* _What is being asked_
Word for word, print each record, dropping any image it holds.

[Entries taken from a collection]
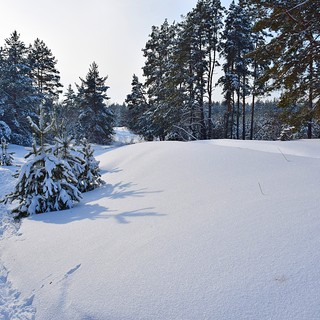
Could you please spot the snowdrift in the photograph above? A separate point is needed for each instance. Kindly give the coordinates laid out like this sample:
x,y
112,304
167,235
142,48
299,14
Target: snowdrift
x,y
199,230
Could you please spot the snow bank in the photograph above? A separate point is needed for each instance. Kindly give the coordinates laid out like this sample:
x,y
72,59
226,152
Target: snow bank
x,y
197,230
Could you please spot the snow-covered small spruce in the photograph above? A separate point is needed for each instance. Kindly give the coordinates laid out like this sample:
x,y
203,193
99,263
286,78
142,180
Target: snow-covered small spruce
x,y
45,182
65,149
90,178
6,158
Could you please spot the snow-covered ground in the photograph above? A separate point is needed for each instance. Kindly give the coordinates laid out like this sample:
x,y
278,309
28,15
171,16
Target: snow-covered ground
x,y
213,230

* _Response_
Could you please spot the snowdrift in the photograph above? A separate point is needed for each instance. Kindly give the coordinates laid out like this sample:
x,y
112,304
167,235
142,48
299,14
Target: snowdrift
x,y
199,230
Could you please spot the snow bank in the photograph above? A separate point is needed for each instance. Kindly give the coordinates laid out like this sample:
x,y
72,59
226,152
Target: snow bank
x,y
197,230
Could you please spot the snow-covered small spruce in the photograph above? A separate point is needed for each instance. Kindly give the coordinates laid out like this sample:
x,y
203,193
99,263
286,78
142,180
Target: snow-covered small spruce
x,y
45,182
65,149
90,178
6,158
Could you please spot the snow-covered ground in the photograph above? A separate point is needed for each instance. Kindly give the coordinates laid out like this sample:
x,y
278,309
28,15
171,16
Target: snow-covered ground
x,y
213,230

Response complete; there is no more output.